- EXERCISE BRIEF -
Turn every line of the records below into a Markdown table with the columns "Row" and "Record line," numbering the rows and skipping blank lines. Leave the pictures out.

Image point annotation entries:
-- Start --

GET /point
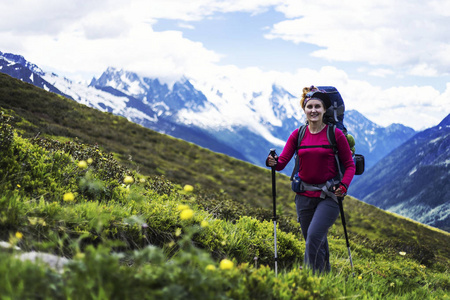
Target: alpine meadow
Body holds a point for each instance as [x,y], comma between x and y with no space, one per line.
[93,206]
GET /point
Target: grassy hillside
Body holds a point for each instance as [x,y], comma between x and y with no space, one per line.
[95,215]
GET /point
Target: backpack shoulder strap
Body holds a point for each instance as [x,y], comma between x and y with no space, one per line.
[331,135]
[301,134]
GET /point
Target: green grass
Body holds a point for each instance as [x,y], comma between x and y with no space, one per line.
[130,241]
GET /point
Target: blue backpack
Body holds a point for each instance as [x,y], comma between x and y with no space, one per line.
[334,117]
[335,113]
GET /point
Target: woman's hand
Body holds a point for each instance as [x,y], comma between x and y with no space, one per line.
[341,190]
[271,161]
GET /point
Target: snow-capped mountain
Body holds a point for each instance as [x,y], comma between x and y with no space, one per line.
[226,117]
[414,179]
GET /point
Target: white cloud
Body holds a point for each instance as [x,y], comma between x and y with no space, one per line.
[390,33]
[393,36]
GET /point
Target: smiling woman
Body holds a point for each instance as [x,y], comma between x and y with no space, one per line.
[317,200]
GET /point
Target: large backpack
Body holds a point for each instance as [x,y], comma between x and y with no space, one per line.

-- End --

- EXERCISE ANSWER -
| Row | Record line |
|---|---|
| 1 | GET /point |
| 2 | Target: alpine meadow |
| 3 | Body holds a point for each instance as [x,y], comma between x and y with no space, one per line. |
| 4 | [93,206] |
| 5 | GET /point |
| 6 | Target: grassy hillside |
| 7 | Body holds a point for each instance as [x,y], comma between x and y with no space, one per line. |
| 8 | [95,215] |
| 9 | GET /point |
| 10 | Target: backpack shoulder strap |
| 11 | Body holds a point for each instance as [x,y], comma between x and y with no space, one per line. |
| 12 | [331,135] |
| 13 | [301,134] |
| 14 | GET /point |
| 15 | Target: green grass |
| 16 | Body holds a point for each instance as [x,y], comma between x and y with no space, one per line. |
| 17 | [130,241] |
| 18 | GET /point |
| 19 | Target: blue backpack |
| 20 | Body holds a point for each instance as [x,y], comma between x and y with no space, one per line. |
| 21 | [334,117] |
| 22 | [335,113] |
| 23 | GET /point |
| 24 | Target: woman's hand |
| 25 | Body holds a point for each instance as [x,y], comma between x and y with no space, one per line. |
| 26 | [341,190] |
| 27 | [271,161] |
| 28 | GET /point |
| 29 | Target: snow-capped mountain |
| 30 | Body holds a point for each instance as [x,y], comma between x and y with no space, one per line. |
| 31 | [226,117] |
| 32 | [414,179] |
| 33 | GET /point |
| 34 | Target: white cloud |
| 35 | Body holds a point for each instance as [x,y], comma between x and y with no space, one per line. |
| 36 | [390,33] |
| 37 | [393,36] |
| 38 | GET /point |
| 39 | Target: smiling woman |
| 40 | Body holds a point for each instance as [x,y], comma between x and y with no space, one per line. |
| 41 | [317,200] |
| 42 | GET /point |
| 43 | Target: large backpack |
| 44 | Body holds a point for each instance as [x,y], comma between x and y with no space, one per line. |